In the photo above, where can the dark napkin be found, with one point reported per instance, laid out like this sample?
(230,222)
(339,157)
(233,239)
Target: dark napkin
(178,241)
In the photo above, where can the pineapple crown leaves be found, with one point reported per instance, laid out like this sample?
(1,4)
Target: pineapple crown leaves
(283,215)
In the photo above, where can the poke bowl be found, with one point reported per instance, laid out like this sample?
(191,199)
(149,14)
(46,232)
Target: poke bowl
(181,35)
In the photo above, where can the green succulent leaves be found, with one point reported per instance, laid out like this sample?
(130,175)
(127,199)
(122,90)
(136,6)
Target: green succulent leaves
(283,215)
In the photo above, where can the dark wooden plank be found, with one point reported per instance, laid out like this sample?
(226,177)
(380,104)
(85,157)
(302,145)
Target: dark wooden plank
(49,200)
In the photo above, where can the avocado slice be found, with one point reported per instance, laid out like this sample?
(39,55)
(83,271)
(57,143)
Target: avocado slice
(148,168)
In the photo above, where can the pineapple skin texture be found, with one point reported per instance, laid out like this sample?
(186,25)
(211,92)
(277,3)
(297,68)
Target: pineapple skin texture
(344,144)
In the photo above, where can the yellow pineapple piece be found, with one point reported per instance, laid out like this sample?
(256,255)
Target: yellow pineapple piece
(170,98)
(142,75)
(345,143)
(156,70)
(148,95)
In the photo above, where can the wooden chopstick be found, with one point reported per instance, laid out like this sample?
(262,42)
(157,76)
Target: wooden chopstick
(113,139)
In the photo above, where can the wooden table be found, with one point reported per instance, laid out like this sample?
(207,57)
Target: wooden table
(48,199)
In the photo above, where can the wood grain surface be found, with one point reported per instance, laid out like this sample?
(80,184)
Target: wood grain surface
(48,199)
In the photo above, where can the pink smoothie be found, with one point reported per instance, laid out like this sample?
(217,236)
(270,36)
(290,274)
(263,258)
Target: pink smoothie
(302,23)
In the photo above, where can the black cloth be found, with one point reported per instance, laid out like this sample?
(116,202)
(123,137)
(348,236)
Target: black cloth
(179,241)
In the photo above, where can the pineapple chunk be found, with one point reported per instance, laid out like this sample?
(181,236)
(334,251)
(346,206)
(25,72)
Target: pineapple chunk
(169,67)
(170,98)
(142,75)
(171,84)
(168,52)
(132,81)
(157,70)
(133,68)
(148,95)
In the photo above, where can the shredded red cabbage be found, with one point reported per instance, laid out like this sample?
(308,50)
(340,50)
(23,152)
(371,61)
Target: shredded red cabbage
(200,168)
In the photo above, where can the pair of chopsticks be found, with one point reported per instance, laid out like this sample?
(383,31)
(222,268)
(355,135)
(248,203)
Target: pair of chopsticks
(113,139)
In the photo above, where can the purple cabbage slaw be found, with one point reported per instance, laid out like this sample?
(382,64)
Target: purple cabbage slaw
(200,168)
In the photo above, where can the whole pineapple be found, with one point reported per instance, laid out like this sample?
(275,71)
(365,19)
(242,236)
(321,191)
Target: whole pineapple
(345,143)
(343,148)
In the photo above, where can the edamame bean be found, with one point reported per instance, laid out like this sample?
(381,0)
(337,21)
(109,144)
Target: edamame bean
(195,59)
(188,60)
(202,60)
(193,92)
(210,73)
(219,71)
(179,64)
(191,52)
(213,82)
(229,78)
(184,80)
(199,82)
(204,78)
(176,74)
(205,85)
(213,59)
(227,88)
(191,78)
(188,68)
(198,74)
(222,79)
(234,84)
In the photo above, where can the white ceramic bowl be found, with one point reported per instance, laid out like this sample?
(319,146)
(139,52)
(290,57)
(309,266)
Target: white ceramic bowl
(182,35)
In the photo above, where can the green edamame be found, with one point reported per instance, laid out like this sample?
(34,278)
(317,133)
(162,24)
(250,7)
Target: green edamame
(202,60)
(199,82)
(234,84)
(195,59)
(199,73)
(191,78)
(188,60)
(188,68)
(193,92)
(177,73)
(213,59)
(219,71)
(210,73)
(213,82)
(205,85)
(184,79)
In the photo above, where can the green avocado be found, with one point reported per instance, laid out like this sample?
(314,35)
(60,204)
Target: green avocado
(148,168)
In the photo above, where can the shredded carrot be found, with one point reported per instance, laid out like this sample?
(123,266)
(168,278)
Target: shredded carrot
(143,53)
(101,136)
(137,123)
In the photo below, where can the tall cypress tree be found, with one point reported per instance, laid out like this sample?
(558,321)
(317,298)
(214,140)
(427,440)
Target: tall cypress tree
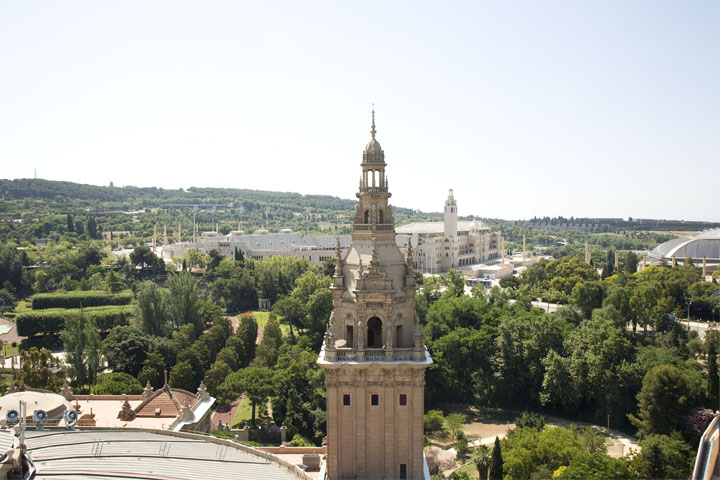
(496,469)
(92,228)
(713,380)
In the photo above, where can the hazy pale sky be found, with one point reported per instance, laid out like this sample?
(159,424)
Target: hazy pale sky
(604,108)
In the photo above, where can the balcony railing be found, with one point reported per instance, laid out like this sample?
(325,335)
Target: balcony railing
(374,354)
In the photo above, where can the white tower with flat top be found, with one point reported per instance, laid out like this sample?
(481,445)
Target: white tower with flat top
(374,353)
(450,216)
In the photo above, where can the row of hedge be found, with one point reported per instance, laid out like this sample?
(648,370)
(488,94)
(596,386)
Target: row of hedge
(52,321)
(80,298)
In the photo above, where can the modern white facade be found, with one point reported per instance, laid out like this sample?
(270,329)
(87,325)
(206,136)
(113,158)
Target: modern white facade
(263,244)
(440,246)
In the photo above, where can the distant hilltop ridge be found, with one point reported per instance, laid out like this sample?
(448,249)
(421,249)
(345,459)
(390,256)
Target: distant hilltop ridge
(132,198)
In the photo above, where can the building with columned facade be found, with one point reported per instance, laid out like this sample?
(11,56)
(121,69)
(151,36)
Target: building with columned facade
(440,246)
(374,353)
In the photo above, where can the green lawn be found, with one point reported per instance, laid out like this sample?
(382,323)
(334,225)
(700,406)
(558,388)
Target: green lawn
(471,469)
(243,413)
(261,317)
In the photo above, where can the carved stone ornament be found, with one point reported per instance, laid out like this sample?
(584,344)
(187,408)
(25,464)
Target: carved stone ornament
(389,379)
(419,378)
(330,378)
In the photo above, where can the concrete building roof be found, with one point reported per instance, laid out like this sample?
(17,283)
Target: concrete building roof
(54,404)
(698,245)
(114,454)
(429,228)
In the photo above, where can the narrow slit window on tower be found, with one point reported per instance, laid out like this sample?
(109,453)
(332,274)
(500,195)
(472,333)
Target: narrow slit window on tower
(349,336)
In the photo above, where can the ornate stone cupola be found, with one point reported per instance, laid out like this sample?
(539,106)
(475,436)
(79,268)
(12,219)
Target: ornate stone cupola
(374,353)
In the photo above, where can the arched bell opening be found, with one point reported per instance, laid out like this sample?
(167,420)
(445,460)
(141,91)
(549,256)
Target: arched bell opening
(375,333)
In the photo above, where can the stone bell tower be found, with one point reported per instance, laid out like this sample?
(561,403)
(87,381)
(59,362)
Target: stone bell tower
(374,353)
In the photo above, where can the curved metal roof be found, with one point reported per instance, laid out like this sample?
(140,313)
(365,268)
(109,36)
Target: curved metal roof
(152,455)
(698,245)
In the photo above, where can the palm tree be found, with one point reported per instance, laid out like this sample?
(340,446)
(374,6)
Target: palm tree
(482,458)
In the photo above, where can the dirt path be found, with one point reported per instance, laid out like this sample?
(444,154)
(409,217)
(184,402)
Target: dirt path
(11,336)
(618,443)
(235,322)
(225,413)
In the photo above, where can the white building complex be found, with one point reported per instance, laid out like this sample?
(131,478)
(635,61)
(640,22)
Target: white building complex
(440,246)
(262,244)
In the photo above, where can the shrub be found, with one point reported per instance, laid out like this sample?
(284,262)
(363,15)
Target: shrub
(52,321)
(117,383)
(77,299)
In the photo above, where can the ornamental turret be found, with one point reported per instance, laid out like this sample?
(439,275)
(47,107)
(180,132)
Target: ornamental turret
(374,353)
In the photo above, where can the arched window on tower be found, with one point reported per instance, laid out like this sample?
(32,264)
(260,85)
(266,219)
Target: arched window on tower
(375,333)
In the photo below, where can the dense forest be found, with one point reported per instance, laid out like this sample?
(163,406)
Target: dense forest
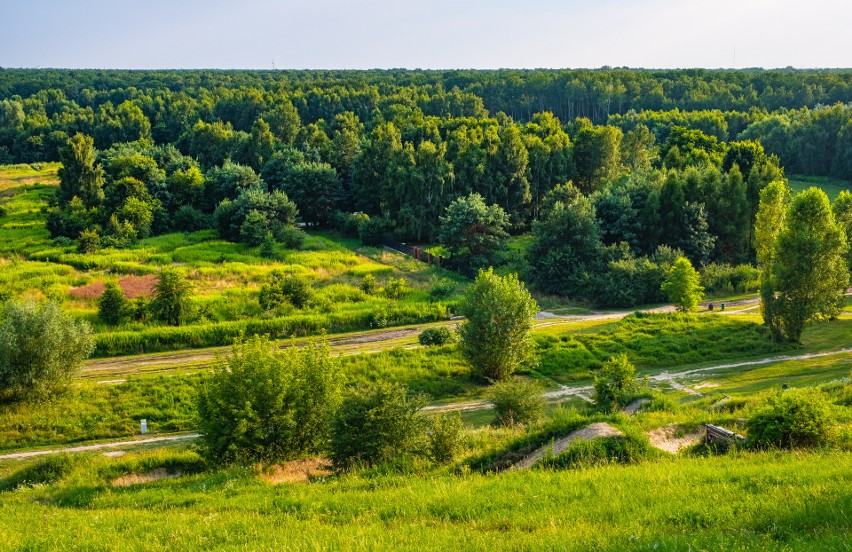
(611,174)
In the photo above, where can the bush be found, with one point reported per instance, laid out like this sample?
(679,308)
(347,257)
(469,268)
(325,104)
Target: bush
(41,348)
(615,383)
(190,219)
(445,438)
(284,288)
(290,237)
(374,230)
(368,284)
(172,303)
(112,305)
(496,335)
(377,424)
(441,288)
(395,288)
(436,336)
(89,241)
(519,402)
(47,470)
(792,419)
(266,404)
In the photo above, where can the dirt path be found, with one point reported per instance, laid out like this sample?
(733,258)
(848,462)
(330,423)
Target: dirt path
(99,446)
(667,377)
(591,431)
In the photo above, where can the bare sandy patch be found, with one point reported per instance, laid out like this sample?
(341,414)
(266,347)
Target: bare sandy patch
(591,431)
(137,478)
(297,471)
(664,438)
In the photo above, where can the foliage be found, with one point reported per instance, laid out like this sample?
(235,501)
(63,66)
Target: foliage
(436,336)
(808,270)
(473,232)
(266,404)
(445,438)
(395,288)
(517,402)
(41,349)
(283,288)
(368,284)
(792,419)
(682,286)
(495,336)
(615,383)
(172,303)
(376,424)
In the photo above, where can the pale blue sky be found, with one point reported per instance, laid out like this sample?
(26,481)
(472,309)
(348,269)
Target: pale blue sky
(323,34)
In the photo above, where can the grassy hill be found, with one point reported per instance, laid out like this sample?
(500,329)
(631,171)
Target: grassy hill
(227,277)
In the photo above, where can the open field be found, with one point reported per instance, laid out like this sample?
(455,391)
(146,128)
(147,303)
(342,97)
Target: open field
(226,277)
(831,186)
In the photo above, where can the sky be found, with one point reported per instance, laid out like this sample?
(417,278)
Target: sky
(434,34)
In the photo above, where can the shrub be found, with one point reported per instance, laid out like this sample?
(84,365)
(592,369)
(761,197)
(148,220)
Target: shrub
(441,288)
(112,304)
(395,288)
(41,348)
(265,404)
(496,335)
(519,402)
(290,237)
(615,383)
(368,284)
(374,230)
(47,470)
(89,241)
(190,219)
(436,336)
(377,424)
(792,419)
(172,303)
(285,288)
(445,438)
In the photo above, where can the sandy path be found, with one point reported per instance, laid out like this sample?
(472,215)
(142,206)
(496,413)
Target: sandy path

+-------+

Pull every line holding "below" out of the records.

-- Result of the task --
In the photo below, where can the tall cypress tree be found, with one point reported per instance, laid out like this sample?
In the photo below, where can the dense forest be found, with one point reported per instance, laid out like this sample?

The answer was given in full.